WHAT THE TASK REQUIRES: Using the records below, filter out every line that lacks "fence" and copy the rest.

SUPPLIED MATERIAL:
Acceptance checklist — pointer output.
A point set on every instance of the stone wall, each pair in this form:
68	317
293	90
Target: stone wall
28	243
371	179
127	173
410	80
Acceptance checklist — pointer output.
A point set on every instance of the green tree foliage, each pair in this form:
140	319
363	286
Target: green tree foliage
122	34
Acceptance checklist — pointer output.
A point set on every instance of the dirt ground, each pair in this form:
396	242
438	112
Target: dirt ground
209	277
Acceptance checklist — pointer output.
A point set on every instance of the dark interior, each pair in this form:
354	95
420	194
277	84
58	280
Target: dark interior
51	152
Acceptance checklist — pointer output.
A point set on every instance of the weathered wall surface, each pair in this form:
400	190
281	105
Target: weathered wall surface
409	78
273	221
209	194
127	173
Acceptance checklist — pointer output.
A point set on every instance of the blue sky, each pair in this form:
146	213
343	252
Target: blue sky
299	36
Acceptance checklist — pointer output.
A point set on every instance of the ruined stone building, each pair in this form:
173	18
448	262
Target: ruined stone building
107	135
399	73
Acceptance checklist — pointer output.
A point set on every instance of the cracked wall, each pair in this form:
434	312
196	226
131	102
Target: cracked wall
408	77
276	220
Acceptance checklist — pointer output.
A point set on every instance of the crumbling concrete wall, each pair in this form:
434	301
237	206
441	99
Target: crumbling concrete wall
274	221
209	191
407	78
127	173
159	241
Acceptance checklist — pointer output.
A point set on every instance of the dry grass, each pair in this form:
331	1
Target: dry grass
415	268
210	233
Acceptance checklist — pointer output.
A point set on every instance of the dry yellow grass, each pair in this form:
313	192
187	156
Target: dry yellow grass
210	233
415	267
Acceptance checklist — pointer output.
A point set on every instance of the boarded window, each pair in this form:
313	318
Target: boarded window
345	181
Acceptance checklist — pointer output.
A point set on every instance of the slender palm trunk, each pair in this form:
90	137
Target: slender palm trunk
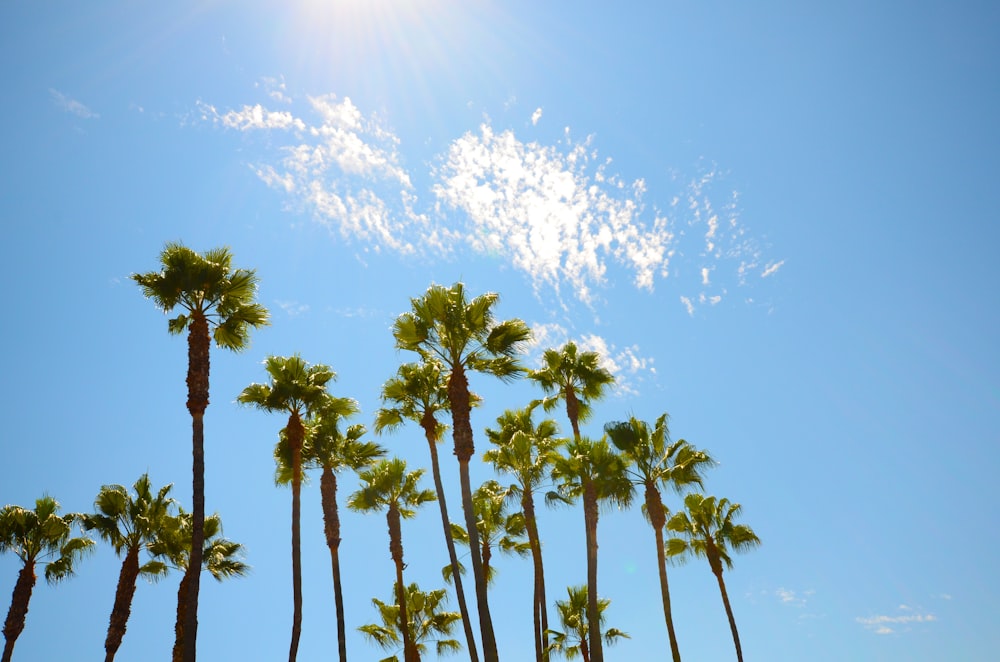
396	551
541	620
430	430
123	603
296	434
331	527
658	519
14	624
182	593
458	396
197	382
593	611
729	613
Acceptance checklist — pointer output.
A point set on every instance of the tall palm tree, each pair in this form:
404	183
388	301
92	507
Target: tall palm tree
221	557
464	336
418	393
331	450
295	388
591	470
498	528
37	536
707	528
217	302
130	523
525	451
655	461
387	486
426	624
573	616
574	377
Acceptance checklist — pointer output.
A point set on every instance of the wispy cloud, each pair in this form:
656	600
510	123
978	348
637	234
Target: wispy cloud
558	212
72	105
628	364
888	624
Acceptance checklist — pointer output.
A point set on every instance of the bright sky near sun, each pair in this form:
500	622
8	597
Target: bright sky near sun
771	219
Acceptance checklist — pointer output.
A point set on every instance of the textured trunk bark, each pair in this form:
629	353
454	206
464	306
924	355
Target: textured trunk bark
658	519
396	552
729	613
123	603
182	593
541	620
14	624
331	527
199	343
296	433
458	396
593	612
429	424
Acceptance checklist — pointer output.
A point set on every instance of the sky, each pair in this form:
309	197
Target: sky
773	222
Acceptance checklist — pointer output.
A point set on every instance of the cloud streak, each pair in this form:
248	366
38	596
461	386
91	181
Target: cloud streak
557	212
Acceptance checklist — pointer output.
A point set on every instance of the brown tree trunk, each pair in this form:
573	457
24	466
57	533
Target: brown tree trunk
296	434
458	396
429	424
331	527
199	343
123	603
14	624
590	514
541	620
182	593
658	519
396	552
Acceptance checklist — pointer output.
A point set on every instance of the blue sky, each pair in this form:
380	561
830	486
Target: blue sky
773	221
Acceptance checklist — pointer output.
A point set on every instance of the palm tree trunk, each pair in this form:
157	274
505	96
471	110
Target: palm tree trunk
658	519
197	381
296	433
458	396
396	552
14	624
182	593
541	620
456	574
331	527
729	613
593	610
123	603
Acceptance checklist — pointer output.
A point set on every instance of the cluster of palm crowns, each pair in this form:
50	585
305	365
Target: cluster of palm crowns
451	336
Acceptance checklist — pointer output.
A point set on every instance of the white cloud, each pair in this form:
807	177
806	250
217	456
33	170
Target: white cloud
883	624
72	105
557	212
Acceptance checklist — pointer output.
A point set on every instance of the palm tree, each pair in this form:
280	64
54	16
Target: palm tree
573	616
525	451
655	461
130	524
707	529
498	529
37	536
590	469
330	450
464	336
425	623
221	557
418	393
387	486
295	388
217	300
574	377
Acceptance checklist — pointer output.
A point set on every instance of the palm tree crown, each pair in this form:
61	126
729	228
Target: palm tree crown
574	377
37	536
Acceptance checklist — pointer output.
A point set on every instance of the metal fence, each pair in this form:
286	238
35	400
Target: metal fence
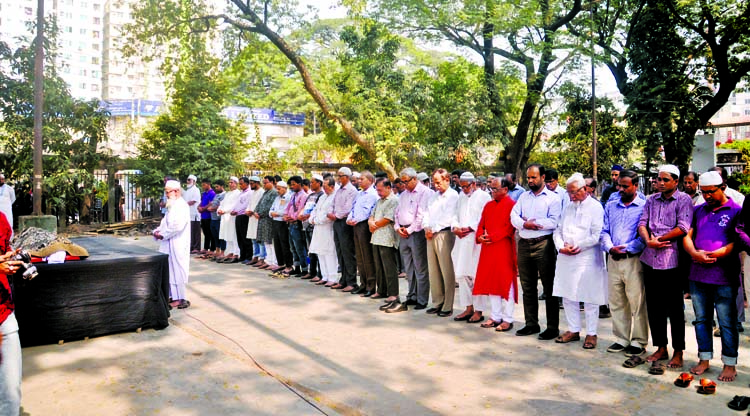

ANSWER TO THIS TASK:
A point set on every instance of the metal fence, each pair in this form:
Target: metal fence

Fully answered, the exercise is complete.